> _Source passage_:

Four Steps to Building Assertiveness
There are four basic steps that can help you become more assertive in your every day interactions with others.
1. Realize where changes are needed and believe in your rights.
Many people recognize they are being taken advantage of and/or have difficulty saying “no.” Others do not see themselves as unassertive but do feel depressed or unfulfilled, have lots of physical ailments, have complaints about work but assume the boss or teacher has the right to demand whatever he/she wants, etc. Nothing will change until the victim recognizes his/her rights are being denied and he/she decides to correct the situation. Keeping a diary may help you assess how intimidated, compliant, passive or timid you are or how demanding, whiny, bitchy or aggressive others are.
Almost everyone can cite instances or circumstances in which he/she has been outspoken or aggressive. These instances may be used to deny we are unassertive in any way. However, many of us are weak in some ways — we can’t say “no” to a friend asking a favor, we can’t give or take a compliment, we let a spouse or children control our lives, we won’t speak up in class or disagree with others in a meeting and so on. Ask yourself if you want to continue being weak.
One may need to deal with the anxiety associated with changing, to reconcile the conflicts within your value system, to assess the repercussions of being assertive, and to prepare others for the changes they will see in your behavior or attitude. Talk to others about the appropriateness of being assertive in a specific situation that concerns you. If you are still scared even though it is appropriate, use desensitization or role-playing to reduce the anxiety.
2. Figure out appropriate ways of asserting yourself in each specific situation that concerns you.
There are many ways to devise effective, tactful, fair assertive responses. Watch a good model. Discuss the problem situation with a friend, a parent, a supervisor, a counselor or other person. Carefully note how others respond to situations similar to yours and consider if they are being unassertive, assertive or aggressive. Read some of the books listed at the end of this method. Most assertiveness trainers recommend that an effective assertive response contain several parts:
- Describe (to the other person involved) the troublesome situation as you see it. Be very specific about time and actions, don’t make general accusations like “you’re always hostile… upset… busy.” Be objective; don’t suggest the other person is a total jerk. Focus on his/her behavior, not on his/her apparent motives.
- Describe your feelings, using an “I” statement which shows you take responsibility for your feelings. Be firm and strong, look at them, be sure of yourself, don’t get emotional. Focus on positive feelings related to your goals if you can, not on your resentment of the other person. Sometimes it is helpful to explain why you feel as you do, so your statement becomes “I feel ______ because ______.” (see the next method).

> _Supplied records_:
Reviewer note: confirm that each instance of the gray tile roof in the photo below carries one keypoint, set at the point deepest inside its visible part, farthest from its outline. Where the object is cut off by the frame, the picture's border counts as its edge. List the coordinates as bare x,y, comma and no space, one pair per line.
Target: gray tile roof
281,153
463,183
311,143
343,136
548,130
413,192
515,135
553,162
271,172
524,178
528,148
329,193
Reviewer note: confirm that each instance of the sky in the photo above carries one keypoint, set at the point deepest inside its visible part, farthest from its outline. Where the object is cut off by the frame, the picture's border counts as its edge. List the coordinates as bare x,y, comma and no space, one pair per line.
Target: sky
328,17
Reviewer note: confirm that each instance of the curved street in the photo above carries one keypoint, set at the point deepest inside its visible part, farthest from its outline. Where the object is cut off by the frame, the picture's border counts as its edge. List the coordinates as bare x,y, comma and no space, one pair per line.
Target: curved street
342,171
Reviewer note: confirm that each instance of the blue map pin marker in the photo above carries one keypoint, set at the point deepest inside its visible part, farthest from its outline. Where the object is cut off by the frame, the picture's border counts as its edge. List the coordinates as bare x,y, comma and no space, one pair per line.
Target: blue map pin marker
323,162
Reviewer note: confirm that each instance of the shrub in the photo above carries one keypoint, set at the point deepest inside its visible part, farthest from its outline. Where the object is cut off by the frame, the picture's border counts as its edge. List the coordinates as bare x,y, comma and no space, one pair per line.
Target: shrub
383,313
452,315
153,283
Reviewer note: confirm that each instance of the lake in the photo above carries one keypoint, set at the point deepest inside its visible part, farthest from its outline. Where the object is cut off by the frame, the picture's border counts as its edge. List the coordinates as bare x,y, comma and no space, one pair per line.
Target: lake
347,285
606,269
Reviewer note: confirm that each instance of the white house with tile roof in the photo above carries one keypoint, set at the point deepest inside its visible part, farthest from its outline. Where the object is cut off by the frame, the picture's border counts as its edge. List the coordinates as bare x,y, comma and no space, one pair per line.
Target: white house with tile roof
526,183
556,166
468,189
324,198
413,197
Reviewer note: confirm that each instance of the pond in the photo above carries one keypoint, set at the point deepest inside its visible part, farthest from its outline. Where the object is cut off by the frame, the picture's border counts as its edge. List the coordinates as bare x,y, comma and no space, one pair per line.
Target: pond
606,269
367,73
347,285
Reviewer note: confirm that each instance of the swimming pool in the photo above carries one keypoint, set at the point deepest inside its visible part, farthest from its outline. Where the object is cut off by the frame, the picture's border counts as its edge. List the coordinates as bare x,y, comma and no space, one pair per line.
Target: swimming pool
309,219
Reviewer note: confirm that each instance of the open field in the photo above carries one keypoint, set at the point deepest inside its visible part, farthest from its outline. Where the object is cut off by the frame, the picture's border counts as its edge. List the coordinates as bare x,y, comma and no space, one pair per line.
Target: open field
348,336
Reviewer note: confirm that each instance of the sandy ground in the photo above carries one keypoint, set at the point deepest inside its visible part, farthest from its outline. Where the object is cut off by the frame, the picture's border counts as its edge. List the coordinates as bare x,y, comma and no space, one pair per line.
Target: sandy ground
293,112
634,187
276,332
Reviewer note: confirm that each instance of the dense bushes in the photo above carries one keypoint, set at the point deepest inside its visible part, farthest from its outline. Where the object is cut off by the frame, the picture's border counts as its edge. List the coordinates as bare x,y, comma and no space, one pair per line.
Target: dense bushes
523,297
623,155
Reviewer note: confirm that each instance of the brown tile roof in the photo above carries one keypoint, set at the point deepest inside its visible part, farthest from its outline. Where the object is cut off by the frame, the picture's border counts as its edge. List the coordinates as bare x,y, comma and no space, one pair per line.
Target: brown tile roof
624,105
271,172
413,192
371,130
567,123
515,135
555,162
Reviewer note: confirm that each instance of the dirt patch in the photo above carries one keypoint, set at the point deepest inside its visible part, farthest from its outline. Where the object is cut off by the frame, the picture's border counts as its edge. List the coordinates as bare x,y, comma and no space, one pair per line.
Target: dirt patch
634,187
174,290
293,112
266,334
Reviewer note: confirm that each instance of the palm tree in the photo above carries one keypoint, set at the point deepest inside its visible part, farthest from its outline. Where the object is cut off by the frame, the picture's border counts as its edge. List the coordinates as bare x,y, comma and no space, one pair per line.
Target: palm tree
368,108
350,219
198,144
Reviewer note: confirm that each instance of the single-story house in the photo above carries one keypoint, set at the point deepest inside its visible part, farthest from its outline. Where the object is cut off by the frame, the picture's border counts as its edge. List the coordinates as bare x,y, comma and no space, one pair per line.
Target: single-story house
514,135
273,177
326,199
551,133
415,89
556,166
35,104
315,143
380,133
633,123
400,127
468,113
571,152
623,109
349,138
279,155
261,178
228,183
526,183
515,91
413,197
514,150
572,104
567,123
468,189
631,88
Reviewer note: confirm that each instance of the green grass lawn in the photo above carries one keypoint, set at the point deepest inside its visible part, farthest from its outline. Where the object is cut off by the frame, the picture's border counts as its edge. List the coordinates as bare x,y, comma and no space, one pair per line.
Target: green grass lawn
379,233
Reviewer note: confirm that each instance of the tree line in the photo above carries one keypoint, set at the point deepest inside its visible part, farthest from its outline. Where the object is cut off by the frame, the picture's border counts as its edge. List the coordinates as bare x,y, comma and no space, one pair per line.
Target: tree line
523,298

> _Task instructions_:
[a] In the passage on building assertiveness, what may help you judge how intimidated, compliant, passive or timid you are?
[b] Carry the passage on building assertiveness forward, starting after its last sentence.

> _Task-by-task results_:
[a] Keeping a diary.

[b]
- Describe the changes you’d like made, be specific about what action should stop and what should start. Be sure the requested changes are reasonable, consider the other person’s needs too, and be willing to make changes yourself in return. In some cases, you may already have explicit consequences in mind if the other person makes the desired changes and if he/she doesn’t. If so, these should be clearly described too. Don’t make dire threats, if you can’t or won’t carry out them out.
3. Practice giving assertive responses.
Using the responses you have just developed, role-play the problem situations with a friend or, if that isn’t possible, simply imagine interacting assertively. Start with real life but easy to handle situations and work up to more challenging ones expected in the future.
You will quickly discover, if your friend plays the role realistically, that you need to do more than simply rehearse the assertiveness responses. You will realize that no matter how calm and tactful you are, it will still sometimes come out smelling like a personal assault to the other person.
The other person may not be aggressive (since you have been tactful) but you should realize that strong reactions are possible, such as getting mad and calling you names, counter-attacking and criticizing you, seeking revenge, becoming threatening or ill, or suddenly being contrite and overly apologetic or submissive.
Your friend helping you by role-playing can act out the more likely reactions. In most cases, simply explaining your behavior and standing your ground will handle the situation. But there are additional techniques you might consider trying if standing your ground doesn’t work.
In most interactions, it is not just one person assertively asking for changes, but rather two people wanting to express their feelings, opinions or wishes (and maybe get their way). So, each of you must take turns being assertive and then listen with empathy. That’s good communication if it results in satisfactory compromises.
Another technique to try when confronting especially difficult situations or people is called the broken record. You calmly and firmly repeat a short, clear statement over and over until the other person gets the message. For example, “I want you to be home by midnight,” “I don’t like the product and I want my money back,” “No, I don’t want to go drinking, I want to study.”
Repeat the same statement in exactly the same way until the other person “gets off your back,” regardless of the excuses, diversions, or arguments given by the other person.
4. Try being assertive in real life situations.
Start with the easier, less stressful situations. Build some confidence. Make adjustments in your approach as needed.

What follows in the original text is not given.